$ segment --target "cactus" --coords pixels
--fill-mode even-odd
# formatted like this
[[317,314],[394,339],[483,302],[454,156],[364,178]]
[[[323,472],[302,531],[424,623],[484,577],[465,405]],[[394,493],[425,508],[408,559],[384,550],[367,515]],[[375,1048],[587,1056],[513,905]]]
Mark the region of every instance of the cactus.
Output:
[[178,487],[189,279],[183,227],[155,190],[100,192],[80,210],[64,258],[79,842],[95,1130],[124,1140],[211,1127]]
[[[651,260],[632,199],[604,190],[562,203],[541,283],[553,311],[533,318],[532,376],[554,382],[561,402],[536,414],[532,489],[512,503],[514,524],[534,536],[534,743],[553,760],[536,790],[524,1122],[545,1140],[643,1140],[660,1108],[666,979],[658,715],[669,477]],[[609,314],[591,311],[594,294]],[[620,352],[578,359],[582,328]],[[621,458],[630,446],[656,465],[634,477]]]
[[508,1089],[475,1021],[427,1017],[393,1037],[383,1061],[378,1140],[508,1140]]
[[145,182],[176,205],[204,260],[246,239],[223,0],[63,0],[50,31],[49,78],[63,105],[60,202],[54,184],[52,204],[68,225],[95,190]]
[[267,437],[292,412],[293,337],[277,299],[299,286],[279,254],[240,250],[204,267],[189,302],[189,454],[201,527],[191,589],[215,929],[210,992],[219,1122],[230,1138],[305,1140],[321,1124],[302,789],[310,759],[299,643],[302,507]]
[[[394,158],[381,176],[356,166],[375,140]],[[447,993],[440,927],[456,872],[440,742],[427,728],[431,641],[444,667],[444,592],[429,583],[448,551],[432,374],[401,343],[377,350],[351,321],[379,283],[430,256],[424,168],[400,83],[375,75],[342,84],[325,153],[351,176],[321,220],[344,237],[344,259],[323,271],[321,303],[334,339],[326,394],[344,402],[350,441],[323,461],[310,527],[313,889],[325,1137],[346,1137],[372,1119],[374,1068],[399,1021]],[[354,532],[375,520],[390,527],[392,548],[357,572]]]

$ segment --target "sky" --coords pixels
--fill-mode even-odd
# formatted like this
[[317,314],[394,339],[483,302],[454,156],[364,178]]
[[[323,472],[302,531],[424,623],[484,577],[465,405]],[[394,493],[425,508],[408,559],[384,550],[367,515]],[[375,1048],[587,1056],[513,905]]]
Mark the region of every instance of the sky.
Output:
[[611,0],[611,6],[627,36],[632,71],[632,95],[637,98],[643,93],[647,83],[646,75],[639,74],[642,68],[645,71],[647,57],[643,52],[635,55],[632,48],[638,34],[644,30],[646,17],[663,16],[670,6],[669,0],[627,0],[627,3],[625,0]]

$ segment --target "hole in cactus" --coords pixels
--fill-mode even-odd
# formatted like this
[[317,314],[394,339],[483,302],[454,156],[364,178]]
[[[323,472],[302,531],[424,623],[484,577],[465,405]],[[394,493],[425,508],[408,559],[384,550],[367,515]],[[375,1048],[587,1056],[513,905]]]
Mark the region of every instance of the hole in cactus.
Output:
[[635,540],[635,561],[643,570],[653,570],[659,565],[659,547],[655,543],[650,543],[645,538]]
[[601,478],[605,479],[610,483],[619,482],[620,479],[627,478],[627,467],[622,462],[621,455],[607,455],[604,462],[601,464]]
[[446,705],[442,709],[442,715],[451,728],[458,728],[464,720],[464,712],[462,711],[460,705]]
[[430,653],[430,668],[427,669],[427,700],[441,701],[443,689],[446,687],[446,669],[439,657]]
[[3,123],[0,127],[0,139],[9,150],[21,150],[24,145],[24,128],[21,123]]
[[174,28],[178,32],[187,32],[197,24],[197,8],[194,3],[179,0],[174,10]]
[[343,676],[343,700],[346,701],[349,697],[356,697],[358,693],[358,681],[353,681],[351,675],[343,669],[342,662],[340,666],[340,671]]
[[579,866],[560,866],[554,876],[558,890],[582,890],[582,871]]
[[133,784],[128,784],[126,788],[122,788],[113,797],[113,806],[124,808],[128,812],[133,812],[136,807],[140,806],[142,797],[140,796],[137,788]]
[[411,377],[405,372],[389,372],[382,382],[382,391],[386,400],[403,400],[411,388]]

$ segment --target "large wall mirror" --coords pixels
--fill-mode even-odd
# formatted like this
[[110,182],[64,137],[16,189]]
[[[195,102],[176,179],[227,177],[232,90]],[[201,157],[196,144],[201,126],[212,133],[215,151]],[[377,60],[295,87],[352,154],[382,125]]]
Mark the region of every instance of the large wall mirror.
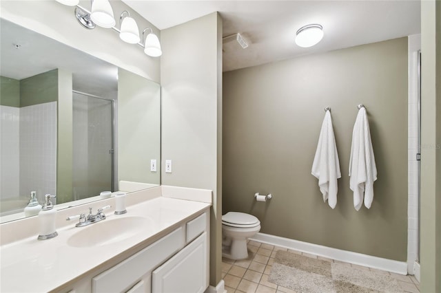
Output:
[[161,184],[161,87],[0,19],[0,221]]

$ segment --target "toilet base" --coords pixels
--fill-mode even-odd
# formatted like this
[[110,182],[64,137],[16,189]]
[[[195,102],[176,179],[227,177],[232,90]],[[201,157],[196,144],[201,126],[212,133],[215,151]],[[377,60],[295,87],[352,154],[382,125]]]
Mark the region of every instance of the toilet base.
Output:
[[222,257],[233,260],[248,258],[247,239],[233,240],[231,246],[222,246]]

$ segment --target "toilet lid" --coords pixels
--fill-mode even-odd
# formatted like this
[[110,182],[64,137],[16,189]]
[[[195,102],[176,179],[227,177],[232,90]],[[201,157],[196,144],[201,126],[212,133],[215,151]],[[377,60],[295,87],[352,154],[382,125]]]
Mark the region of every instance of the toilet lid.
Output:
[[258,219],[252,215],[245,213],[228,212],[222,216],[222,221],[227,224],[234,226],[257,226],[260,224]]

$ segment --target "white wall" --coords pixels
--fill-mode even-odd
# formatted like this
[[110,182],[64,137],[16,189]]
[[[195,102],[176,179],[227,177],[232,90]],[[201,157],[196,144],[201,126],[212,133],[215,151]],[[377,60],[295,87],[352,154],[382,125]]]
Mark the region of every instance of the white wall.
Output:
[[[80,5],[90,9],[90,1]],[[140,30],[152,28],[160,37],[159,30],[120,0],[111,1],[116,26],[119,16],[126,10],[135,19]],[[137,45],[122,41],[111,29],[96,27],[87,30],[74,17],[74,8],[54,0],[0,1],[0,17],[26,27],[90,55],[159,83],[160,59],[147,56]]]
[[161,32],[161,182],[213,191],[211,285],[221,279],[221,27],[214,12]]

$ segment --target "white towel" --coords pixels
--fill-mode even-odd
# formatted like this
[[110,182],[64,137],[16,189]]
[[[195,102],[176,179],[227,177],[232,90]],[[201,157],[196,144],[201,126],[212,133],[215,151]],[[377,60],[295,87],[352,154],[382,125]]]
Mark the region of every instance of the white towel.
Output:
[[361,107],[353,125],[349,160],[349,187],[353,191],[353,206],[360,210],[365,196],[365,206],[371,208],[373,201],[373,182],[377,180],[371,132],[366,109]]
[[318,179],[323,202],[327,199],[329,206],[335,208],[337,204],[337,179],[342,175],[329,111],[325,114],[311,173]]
________
=== WHAT IS NEEDED ===
Give all the entries again exactly, dropping each picture.

=== RESPONSE ===
$ segment --target "cactus" --coords pixels
--fill-mode even-odd
# formatted like this
[[317,314],[394,339],[483,302],[454,156],[364,178]]
[[[323,472],[302,531],[424,623],[484,577],[465,405]],[[394,493],[425,508],[408,559],[384,550],[367,515]],[[375,1048],[587,1056],[513,905]]]
Mark the region of every instance of the cactus.
Output:
[[178,487],[189,279],[183,227],[155,190],[100,192],[80,210],[64,258],[79,842],[95,1130],[124,1140],[211,1127]]
[[[651,260],[632,199],[604,190],[562,203],[541,283],[553,311],[533,318],[532,376],[554,382],[561,402],[536,414],[532,489],[512,503],[514,524],[534,536],[534,743],[553,760],[536,790],[524,1122],[545,1140],[643,1140],[660,1108],[666,979],[658,715],[669,477]],[[609,314],[591,311],[594,294]],[[620,352],[578,359],[582,328]],[[621,458],[630,446],[656,465],[634,477]]]
[[508,1089],[475,1021],[427,1017],[393,1037],[383,1061],[378,1140],[508,1140]]
[[145,182],[176,205],[204,260],[246,239],[223,0],[63,0],[50,31],[49,78],[63,105],[60,202],[54,184],[52,204],[68,225],[95,190]]
[[267,437],[292,412],[293,337],[277,299],[299,286],[279,254],[240,250],[204,267],[189,302],[189,454],[201,527],[191,589],[215,929],[210,992],[219,1122],[230,1138],[305,1140],[321,1124],[302,789],[310,759],[299,643],[302,507]]
[[[394,158],[381,176],[356,166],[375,140]],[[447,993],[440,927],[456,872],[440,742],[427,728],[431,641],[444,667],[444,592],[429,583],[448,551],[432,374],[401,343],[377,350],[351,321],[379,283],[430,256],[424,168],[400,83],[375,75],[342,84],[325,153],[351,176],[321,220],[344,237],[344,259],[323,271],[321,303],[334,339],[326,394],[344,402],[350,441],[323,461],[310,527],[313,889],[325,1137],[346,1137],[372,1119],[374,1068],[399,1021]],[[354,532],[375,520],[390,527],[392,548],[357,572]]]

$ segment --target "sky" --coords pixels
--fill-mode even-odd
# formatted like this
[[317,314],[394,339],[483,302],[454,156],[364,178]]
[[[323,472],[302,531],[424,623],[484,577],[465,405]],[[394,493],[425,508],[408,559],[384,550],[367,515]],[[375,1048],[587,1056],[513,905]]]
Mark the region of every instance of the sky.
Output:
[[611,0],[611,6],[627,36],[632,71],[632,95],[637,98],[643,93],[647,83],[646,75],[639,74],[642,68],[645,71],[647,57],[643,52],[635,55],[632,48],[638,34],[644,30],[646,17],[663,16],[670,6],[669,0],[627,0],[627,3],[625,0]]

$ segment --target "hole in cactus" --coords pixels
--fill-mode even-odd
# formatted like this
[[317,314],[394,339],[483,302],[454,156],[364,178]]
[[[323,472],[302,531],[424,623],[484,577],[465,405]],[[394,493],[425,508],[408,559],[384,550],[367,515]],[[375,1048],[587,1056],[513,905]]]
Mark the region of every instance of the hole in cactus.
Output:
[[635,540],[635,561],[643,570],[653,570],[659,565],[659,547],[655,543],[650,543],[645,538]]
[[601,478],[605,479],[610,483],[619,482],[620,479],[627,478],[627,467],[622,462],[621,455],[607,455],[604,462],[601,464]]
[[446,705],[442,709],[442,715],[451,728],[458,728],[464,720],[464,712],[462,711],[460,705]]
[[430,653],[430,668],[427,669],[427,700],[441,701],[443,689],[446,687],[446,669],[439,657]]
[[3,123],[0,127],[0,139],[9,150],[21,150],[24,145],[24,128],[21,123]]
[[174,28],[178,32],[187,32],[197,24],[197,8],[194,3],[179,0],[174,10]]
[[343,676],[343,700],[346,701],[349,697],[356,697],[358,693],[358,681],[353,681],[351,675],[343,669],[342,662],[340,666],[340,671]]
[[579,866],[560,866],[554,876],[558,890],[582,890],[582,871]]
[[133,784],[128,784],[126,788],[122,788],[113,797],[113,806],[124,808],[128,812],[133,812],[136,807],[140,806],[142,797],[140,796],[137,788]]
[[411,377],[405,372],[389,372],[382,382],[382,391],[386,400],[403,400],[411,388]]

$ segment --target "large wall mirror" --coords pixels
--fill-mode even-odd
# formatted like this
[[110,182],[64,137],[16,189]]
[[[195,102],[176,179],[227,177],[232,90]],[[201,157],[196,144],[201,126],[212,133],[215,151]],[[377,60],[295,87],[352,154],[382,125]]]
Mark the region of every instance of the large wall mirror.
Output:
[[161,184],[161,87],[0,19],[0,221]]

$ segment --target "toilet base" --coords pixels
--fill-mode even-odd
# formatted like this
[[110,182],[64,137],[16,189]]
[[[195,102],[176,179],[227,177],[232,90]],[[201,157],[196,144],[201,126],[212,133],[215,151]],[[377,60],[295,87],[352,154],[382,125]]]
Mark the region of every instance of the toilet base.
Output:
[[222,257],[233,260],[248,258],[247,239],[233,240],[231,246],[222,246]]

$ segment --target "toilet lid" --coords pixels
--fill-mode even-odd
# formatted like this
[[110,182],[64,137],[16,189]]
[[[195,102],[176,179],[227,177],[232,90]],[[201,157],[196,144],[201,126],[212,133],[215,151]],[[377,60],[295,87],[352,154],[382,125]]]
Mark the region of every instance of the toilet lid.
Output:
[[258,219],[252,215],[245,213],[228,212],[222,216],[222,221],[227,224],[234,226],[257,226],[260,224]]

$ segment --target "white wall" --coords pixels
--fill-mode even-odd
# formatted like this
[[110,182],[64,137],[16,189]]
[[[195,102],[176,179],[227,177],[232,90]],[[201,157],[196,144],[201,126],[212,133],[215,151]],[[377,60],[295,87],[352,154],[382,125]]]
Mark the region of every instance of the white wall.
Output:
[[[80,5],[90,9],[90,1]],[[140,30],[152,28],[160,37],[159,30],[120,0],[111,1],[116,26],[119,16],[126,10],[135,19]],[[137,45],[122,41],[111,29],[96,27],[87,30],[74,17],[74,8],[54,0],[0,1],[0,17],[26,27],[90,55],[159,83],[160,59],[147,56]]]
[[161,32],[161,182],[213,191],[211,285],[221,279],[221,27],[214,12]]

$ segment --target "white towel" --coords pixels
--fill-mode even-odd
# formatted like this
[[110,182],[64,137],[16,189]]
[[[195,102],[176,179],[227,177],[232,90]],[[201,157],[196,144],[201,126],[212,133],[215,151]],[[377,60],[295,87],[352,154],[382,125]]]
Mark the region of every instance of the white towel.
Output:
[[361,107],[353,125],[349,160],[349,187],[353,191],[353,206],[360,210],[365,196],[365,206],[371,208],[373,201],[373,182],[377,180],[371,132],[366,109]]
[[318,179],[323,202],[327,199],[329,206],[335,208],[337,204],[337,179],[342,175],[329,111],[325,114],[311,173]]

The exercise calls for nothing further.